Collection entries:
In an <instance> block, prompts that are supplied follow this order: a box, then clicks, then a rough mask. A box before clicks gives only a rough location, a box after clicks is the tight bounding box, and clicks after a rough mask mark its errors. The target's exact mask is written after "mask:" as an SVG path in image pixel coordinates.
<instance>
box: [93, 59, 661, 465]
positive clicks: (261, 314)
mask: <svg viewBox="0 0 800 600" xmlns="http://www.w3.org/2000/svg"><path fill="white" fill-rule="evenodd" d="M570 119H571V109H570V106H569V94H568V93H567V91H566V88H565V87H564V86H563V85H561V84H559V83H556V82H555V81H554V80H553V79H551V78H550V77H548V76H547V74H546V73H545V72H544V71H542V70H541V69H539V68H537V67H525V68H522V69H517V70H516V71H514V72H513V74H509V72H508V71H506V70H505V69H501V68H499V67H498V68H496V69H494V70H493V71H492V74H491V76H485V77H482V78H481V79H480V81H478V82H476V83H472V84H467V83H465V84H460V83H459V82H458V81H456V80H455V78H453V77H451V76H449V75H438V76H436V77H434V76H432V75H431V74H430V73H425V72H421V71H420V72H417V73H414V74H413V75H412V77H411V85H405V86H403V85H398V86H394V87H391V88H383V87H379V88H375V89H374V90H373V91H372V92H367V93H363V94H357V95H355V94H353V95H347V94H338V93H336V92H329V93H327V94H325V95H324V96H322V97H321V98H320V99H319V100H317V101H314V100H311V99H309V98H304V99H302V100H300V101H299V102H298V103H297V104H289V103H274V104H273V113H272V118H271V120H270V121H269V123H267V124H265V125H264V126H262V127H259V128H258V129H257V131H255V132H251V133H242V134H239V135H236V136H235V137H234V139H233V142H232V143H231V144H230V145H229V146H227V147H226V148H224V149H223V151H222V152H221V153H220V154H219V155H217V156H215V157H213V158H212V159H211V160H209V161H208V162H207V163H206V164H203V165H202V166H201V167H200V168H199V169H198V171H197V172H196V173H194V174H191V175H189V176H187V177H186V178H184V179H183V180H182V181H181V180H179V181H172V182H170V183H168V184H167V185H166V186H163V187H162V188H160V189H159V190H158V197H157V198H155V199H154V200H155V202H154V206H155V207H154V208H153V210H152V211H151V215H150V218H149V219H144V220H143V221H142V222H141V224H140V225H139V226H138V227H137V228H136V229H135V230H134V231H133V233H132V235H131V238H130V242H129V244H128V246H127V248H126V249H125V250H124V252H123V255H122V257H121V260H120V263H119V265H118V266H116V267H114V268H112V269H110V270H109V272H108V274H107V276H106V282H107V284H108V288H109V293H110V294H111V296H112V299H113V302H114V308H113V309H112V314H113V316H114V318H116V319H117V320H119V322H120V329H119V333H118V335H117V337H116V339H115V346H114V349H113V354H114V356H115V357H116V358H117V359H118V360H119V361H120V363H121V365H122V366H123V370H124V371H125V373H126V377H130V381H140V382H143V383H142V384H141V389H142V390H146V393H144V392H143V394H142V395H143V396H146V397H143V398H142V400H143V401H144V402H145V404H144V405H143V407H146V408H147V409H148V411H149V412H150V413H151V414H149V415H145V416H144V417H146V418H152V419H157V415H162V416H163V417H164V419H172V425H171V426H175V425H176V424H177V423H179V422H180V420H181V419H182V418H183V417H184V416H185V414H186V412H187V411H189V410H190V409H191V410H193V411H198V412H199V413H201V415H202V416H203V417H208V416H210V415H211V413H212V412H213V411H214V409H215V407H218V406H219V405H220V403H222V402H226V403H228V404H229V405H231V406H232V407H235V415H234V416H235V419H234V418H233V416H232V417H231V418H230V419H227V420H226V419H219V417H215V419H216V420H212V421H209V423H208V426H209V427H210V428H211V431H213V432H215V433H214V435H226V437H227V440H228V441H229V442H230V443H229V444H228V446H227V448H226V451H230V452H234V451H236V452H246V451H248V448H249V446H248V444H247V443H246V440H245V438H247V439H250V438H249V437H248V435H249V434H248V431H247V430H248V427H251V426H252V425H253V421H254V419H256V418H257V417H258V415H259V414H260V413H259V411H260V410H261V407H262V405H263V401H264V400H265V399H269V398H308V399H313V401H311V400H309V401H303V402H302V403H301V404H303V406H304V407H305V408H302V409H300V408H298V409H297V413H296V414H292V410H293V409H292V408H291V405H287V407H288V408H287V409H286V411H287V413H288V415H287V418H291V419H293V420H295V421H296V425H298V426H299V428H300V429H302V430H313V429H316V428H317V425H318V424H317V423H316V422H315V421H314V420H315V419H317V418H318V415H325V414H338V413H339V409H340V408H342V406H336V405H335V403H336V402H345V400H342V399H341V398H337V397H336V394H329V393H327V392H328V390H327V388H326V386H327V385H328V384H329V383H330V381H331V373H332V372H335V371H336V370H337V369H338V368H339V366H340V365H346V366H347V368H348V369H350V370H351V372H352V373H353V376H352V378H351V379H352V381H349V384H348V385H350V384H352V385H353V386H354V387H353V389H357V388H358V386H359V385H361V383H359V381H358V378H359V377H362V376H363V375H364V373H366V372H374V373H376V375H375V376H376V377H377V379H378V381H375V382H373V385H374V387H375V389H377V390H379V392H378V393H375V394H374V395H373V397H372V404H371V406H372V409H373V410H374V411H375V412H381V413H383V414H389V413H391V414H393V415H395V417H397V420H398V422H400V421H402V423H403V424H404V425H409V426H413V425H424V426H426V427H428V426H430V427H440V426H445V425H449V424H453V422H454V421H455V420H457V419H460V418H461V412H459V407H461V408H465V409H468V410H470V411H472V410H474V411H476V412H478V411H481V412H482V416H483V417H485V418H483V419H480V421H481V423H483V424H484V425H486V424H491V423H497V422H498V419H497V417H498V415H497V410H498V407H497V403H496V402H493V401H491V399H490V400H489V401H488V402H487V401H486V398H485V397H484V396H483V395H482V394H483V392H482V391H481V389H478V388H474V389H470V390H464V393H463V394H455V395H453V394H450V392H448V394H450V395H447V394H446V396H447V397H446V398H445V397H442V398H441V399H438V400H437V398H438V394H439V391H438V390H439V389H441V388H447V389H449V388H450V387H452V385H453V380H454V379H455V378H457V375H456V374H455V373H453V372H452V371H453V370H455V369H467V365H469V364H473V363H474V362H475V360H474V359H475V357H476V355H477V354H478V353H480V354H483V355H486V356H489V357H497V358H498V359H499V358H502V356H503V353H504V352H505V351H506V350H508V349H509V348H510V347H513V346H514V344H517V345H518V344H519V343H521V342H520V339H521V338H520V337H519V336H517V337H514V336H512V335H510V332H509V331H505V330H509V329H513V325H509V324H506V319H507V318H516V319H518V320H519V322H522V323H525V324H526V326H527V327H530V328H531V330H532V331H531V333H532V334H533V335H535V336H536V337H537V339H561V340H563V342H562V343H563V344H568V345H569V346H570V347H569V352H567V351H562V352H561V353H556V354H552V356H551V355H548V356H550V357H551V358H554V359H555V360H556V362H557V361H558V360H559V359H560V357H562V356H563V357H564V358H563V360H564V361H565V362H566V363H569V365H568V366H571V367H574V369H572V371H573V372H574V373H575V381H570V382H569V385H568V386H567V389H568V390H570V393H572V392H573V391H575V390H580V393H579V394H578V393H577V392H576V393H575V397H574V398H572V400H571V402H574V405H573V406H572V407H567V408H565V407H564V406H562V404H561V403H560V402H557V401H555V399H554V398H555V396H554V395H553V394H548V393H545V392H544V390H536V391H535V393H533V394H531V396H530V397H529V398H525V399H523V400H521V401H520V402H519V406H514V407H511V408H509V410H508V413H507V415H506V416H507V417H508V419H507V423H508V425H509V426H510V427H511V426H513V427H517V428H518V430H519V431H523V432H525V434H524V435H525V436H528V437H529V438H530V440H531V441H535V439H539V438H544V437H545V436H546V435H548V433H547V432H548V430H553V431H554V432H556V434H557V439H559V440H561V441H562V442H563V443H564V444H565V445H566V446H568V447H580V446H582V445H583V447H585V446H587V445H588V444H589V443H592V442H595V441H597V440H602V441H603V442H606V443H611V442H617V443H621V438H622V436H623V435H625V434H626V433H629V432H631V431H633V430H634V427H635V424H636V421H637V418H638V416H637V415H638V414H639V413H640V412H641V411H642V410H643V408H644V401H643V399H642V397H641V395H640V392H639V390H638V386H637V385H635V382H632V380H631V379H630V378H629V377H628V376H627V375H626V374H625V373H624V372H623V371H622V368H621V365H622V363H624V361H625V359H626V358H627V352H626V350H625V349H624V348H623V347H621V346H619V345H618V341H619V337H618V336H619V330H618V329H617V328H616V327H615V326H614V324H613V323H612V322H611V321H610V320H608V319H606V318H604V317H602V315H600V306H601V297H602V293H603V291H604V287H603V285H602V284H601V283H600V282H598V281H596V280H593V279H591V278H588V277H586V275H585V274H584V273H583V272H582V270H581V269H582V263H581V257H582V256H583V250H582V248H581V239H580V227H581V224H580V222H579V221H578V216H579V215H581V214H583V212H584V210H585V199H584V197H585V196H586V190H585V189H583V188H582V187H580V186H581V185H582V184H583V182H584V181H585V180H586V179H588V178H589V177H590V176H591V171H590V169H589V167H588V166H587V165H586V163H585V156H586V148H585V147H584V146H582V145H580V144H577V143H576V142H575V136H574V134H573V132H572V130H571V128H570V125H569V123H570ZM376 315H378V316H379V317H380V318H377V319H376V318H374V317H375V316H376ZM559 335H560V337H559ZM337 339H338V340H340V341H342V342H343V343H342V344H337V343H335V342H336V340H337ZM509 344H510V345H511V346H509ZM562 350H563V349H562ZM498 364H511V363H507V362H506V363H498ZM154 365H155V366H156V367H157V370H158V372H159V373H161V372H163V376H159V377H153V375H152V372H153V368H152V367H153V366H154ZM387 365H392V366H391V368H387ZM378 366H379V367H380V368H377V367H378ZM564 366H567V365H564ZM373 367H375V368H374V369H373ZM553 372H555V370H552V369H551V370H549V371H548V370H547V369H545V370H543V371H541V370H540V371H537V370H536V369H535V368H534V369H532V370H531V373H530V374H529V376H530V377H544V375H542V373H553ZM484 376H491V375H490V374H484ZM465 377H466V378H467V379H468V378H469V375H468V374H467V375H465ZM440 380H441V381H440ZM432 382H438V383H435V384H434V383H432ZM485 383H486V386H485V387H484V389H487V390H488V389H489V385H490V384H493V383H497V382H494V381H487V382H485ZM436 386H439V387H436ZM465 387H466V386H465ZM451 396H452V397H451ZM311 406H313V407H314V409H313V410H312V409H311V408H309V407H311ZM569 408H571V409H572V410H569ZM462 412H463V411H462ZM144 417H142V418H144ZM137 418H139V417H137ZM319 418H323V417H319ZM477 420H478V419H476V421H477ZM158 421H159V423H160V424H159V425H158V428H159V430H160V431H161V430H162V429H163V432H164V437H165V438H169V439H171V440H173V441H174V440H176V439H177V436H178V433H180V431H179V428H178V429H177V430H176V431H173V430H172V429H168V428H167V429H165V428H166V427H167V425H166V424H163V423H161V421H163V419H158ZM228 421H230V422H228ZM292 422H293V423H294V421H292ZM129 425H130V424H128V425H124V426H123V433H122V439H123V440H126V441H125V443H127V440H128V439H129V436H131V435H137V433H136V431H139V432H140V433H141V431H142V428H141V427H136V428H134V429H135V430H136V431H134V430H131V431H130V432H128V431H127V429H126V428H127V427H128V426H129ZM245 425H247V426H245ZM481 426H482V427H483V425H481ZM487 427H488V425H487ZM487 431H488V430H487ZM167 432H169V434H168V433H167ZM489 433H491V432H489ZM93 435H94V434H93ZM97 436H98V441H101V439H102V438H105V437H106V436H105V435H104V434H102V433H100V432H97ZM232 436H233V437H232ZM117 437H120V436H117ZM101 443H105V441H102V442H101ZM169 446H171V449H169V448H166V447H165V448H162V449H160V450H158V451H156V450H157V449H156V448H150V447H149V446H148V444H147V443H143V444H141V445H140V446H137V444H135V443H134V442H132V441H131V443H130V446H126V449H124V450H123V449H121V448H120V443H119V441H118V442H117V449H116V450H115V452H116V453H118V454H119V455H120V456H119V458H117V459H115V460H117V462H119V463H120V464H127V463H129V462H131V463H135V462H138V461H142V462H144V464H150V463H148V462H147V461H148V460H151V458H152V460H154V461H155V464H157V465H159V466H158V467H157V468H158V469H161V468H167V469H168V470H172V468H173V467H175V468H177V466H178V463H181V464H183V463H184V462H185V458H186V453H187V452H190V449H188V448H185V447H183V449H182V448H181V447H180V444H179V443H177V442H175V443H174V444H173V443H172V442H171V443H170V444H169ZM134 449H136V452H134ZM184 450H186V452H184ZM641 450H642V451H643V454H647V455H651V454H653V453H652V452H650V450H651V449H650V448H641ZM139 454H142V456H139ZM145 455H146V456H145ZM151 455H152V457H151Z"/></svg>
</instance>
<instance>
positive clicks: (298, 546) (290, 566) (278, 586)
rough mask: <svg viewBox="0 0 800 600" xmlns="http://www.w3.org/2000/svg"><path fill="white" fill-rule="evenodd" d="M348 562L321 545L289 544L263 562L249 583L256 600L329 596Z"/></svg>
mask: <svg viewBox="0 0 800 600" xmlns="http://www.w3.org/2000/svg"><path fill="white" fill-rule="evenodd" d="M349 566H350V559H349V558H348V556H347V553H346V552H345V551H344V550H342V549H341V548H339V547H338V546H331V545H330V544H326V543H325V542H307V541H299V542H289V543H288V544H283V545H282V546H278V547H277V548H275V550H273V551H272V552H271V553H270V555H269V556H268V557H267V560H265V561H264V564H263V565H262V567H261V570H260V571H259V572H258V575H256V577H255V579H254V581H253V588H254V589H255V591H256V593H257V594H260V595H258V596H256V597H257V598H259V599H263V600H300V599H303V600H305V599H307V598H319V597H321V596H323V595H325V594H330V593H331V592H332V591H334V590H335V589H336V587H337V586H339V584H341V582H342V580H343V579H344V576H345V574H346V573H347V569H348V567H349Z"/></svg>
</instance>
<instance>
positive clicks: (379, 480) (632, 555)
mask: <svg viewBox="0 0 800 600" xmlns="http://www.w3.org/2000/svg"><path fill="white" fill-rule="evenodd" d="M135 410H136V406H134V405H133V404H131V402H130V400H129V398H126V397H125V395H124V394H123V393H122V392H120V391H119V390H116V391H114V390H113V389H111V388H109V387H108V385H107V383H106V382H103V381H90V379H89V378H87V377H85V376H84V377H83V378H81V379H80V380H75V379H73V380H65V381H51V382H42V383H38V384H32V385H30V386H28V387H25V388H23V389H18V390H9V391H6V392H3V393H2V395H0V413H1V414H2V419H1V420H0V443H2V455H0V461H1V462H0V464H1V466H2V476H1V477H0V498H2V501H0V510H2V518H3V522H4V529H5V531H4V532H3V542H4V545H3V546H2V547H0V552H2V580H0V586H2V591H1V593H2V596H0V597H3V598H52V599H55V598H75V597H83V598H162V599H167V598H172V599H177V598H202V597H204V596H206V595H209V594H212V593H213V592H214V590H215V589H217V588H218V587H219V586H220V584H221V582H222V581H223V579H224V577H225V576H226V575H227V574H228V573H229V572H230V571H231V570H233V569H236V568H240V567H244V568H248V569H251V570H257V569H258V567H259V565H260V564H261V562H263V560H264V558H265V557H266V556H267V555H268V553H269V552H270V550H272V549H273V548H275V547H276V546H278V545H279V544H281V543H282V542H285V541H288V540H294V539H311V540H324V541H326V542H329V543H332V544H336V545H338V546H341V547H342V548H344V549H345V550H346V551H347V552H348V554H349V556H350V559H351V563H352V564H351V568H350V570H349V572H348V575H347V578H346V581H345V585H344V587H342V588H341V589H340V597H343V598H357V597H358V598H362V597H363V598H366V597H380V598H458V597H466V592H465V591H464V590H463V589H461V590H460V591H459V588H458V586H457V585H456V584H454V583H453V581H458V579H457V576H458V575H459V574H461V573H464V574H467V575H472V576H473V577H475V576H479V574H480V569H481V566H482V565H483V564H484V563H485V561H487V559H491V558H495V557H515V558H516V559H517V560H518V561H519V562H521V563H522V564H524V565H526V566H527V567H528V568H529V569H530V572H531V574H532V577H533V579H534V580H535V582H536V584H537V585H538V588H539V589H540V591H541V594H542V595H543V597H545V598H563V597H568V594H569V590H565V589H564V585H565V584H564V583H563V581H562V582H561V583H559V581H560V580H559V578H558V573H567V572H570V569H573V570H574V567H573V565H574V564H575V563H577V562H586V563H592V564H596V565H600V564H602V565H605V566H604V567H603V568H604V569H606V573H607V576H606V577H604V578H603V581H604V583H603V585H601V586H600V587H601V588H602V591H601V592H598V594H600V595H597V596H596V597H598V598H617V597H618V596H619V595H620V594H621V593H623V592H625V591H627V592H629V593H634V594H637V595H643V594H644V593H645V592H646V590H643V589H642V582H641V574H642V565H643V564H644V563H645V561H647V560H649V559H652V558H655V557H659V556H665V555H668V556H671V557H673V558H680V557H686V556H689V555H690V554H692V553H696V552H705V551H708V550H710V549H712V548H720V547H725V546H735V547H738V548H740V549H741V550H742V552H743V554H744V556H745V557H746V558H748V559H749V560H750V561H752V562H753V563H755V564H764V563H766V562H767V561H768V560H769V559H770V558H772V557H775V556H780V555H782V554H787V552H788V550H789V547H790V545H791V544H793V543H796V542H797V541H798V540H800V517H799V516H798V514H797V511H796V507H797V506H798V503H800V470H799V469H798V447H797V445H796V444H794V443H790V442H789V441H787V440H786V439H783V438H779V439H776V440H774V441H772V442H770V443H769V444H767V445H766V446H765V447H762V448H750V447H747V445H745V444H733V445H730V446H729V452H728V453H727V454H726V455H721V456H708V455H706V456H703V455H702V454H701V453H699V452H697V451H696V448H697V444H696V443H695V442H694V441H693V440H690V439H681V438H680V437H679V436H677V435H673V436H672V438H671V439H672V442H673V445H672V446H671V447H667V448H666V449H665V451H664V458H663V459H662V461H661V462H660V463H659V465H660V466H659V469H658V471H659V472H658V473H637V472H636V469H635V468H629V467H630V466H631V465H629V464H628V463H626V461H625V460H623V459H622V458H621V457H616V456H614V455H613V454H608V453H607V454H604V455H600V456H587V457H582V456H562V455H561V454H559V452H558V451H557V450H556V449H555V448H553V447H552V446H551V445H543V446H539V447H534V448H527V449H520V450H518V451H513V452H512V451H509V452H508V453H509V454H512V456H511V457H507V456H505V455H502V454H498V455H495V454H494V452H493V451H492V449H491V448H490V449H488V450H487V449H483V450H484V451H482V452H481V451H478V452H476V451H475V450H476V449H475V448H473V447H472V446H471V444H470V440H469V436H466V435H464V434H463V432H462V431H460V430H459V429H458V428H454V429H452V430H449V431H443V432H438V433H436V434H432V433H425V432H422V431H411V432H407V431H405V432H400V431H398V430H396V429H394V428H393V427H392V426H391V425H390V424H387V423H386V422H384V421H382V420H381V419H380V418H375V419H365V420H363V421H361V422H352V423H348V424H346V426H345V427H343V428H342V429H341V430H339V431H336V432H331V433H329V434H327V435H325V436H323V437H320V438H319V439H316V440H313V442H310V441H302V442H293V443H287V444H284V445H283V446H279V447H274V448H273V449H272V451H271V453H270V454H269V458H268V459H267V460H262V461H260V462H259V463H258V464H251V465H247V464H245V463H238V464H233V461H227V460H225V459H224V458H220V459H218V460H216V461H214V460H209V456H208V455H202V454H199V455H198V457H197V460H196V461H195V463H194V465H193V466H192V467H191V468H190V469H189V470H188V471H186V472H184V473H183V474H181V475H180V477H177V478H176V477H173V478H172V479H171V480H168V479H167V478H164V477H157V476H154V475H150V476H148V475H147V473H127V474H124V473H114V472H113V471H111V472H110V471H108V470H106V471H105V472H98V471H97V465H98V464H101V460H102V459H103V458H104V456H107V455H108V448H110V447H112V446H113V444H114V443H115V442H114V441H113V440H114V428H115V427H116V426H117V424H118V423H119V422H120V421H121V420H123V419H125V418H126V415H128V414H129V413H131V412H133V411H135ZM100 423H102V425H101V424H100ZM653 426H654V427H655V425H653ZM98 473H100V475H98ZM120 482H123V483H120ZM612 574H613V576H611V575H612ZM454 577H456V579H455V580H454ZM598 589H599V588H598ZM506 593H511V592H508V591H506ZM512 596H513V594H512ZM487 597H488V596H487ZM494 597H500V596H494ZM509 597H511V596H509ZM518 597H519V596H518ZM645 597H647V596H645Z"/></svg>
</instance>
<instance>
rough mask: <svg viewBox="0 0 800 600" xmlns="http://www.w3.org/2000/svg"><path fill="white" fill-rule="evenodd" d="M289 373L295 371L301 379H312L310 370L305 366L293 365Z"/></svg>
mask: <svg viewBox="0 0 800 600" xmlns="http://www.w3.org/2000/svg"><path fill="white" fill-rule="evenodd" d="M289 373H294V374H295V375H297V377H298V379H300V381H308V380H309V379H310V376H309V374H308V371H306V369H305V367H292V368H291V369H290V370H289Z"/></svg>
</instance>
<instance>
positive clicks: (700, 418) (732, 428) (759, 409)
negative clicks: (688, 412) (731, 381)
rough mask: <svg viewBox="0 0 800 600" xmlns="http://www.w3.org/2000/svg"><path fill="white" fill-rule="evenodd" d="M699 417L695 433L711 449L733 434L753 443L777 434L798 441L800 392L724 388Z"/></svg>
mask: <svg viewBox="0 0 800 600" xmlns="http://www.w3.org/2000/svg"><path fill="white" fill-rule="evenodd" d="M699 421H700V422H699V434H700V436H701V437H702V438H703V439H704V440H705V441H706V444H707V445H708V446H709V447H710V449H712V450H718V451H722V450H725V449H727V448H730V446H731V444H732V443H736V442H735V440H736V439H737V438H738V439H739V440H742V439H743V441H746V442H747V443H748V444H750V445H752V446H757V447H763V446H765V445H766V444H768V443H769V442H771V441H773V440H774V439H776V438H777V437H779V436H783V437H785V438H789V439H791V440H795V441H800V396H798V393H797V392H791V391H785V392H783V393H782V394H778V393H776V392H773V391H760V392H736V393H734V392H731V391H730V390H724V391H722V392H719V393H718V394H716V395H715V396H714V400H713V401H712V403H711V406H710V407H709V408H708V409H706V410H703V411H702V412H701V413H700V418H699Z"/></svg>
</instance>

WHAT THE TASK REQUIRES:
In the lines above, find the word "positive" and copy every line it occurs in.

RESULT OF THIS EXERCISE:
positive clicks: (261, 314)
positive clicks: (298, 546) (290, 566) (278, 586)
positive clicks: (379, 480) (632, 555)
positive clicks: (700, 418) (732, 428) (759, 409)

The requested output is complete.